Task = Restate every line of the material, word for word.

Provided entries =

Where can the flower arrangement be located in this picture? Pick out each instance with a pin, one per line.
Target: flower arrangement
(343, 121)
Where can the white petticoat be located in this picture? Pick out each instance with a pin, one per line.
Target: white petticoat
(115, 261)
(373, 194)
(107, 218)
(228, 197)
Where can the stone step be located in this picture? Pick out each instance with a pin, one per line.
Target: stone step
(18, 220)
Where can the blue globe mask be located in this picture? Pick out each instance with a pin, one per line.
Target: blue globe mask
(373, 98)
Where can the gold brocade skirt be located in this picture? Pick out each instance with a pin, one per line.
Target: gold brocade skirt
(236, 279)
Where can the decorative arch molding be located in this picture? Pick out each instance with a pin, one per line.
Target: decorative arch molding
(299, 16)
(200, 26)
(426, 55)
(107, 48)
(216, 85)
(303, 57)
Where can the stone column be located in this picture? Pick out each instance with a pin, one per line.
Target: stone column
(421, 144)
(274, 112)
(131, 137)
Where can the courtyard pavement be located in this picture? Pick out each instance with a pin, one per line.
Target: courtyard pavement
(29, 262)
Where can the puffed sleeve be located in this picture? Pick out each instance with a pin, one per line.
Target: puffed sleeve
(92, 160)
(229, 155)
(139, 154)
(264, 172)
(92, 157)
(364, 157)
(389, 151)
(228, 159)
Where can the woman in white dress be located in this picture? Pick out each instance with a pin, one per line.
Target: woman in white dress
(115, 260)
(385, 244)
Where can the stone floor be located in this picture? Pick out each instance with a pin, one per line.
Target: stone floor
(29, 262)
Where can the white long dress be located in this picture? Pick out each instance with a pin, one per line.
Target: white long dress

Response to this exercise =
Where can the flower arrangement be located in this picture? Pick out each instance with a pin, one per line.
Target: flower arrangement
(343, 121)
Where can the white petticoat be located in this picture? Pick out each instance with a pin, one per line.
Target: white petticoat
(115, 261)
(373, 194)
(107, 218)
(228, 197)
Where can the stone step be located in this picture? Pick out each instance with a pin, one per line.
Target: stone step
(18, 220)
Where can the blue globe mask be located in this picture? Pick out each instance with a pin, one per line.
Target: blue globe mask
(373, 98)
Where can the gold brocade skirt be located in this picture? Pick out each instance with a pin, one per line.
Target: gold brocade skirt
(236, 279)
Where can the decorative arch molding be located in this picture? Pick out each instance with a pin, one per line.
Target: decorative arch molding
(299, 16)
(200, 26)
(426, 55)
(107, 48)
(216, 85)
(303, 57)
Where can the stone column be located in this picture? Pick out each instance with a pin, one per line.
Target: stone column
(421, 144)
(274, 112)
(131, 137)
Where can the courtyard pavement be located in this picture? Pick out each instance with a pin, one per line.
Target: courtyard pavement
(29, 262)
Where can the puffed sleeve be located in this picture? Pick out each instance with a pin, one per line.
Target: puffed sleeve
(92, 160)
(229, 155)
(139, 154)
(264, 172)
(92, 157)
(364, 157)
(389, 151)
(228, 159)
Where can the woman in white dress be located in this picture? Pick out each instance with a pin, one per line.
Target: woman in white dress
(115, 260)
(385, 244)
Where can the stone floor be located in this picture? Pick out each instance with a pin, one per line.
Target: stone floor
(29, 262)
Where can the white long dress be located in this picture? Pick out each instance with a pin, one per line.
Target: white long dress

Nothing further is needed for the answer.